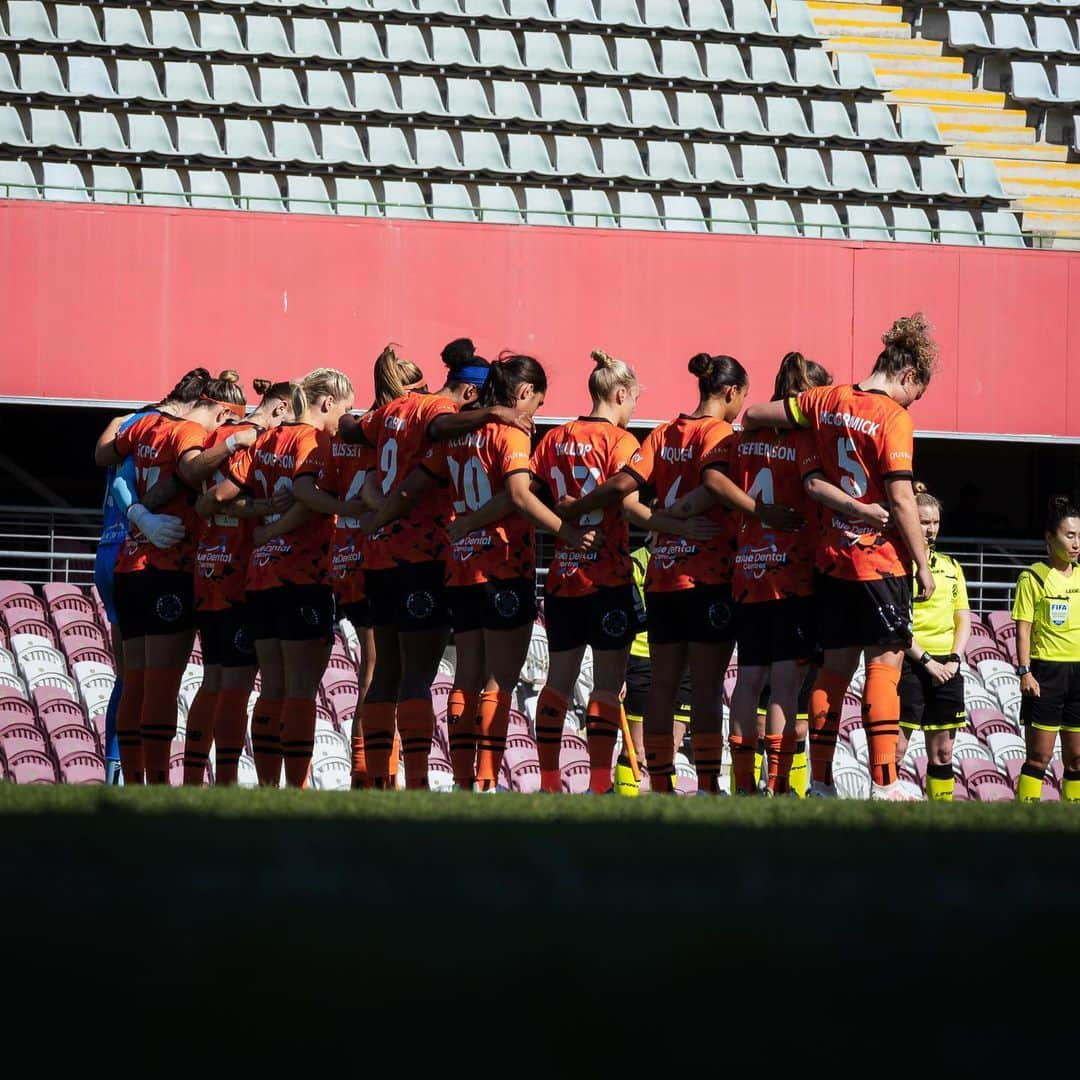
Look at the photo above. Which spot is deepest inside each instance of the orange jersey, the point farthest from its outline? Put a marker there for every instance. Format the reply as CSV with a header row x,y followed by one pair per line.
x,y
159,441
278,458
571,460
225,545
399,432
672,459
477,466
863,439
350,463
771,565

----

Please reproduce every record exactly, leaving the pictures out.

Look at the photo above. Which spot is deepest inside each instance of the orange jersey, the point farthest from its outline? Put a marker there for every instance. Format the reply as CSV with a header row x,y followed by one pair per line.
x,y
159,441
278,458
571,460
225,545
399,432
672,459
477,466
863,439
350,463
771,565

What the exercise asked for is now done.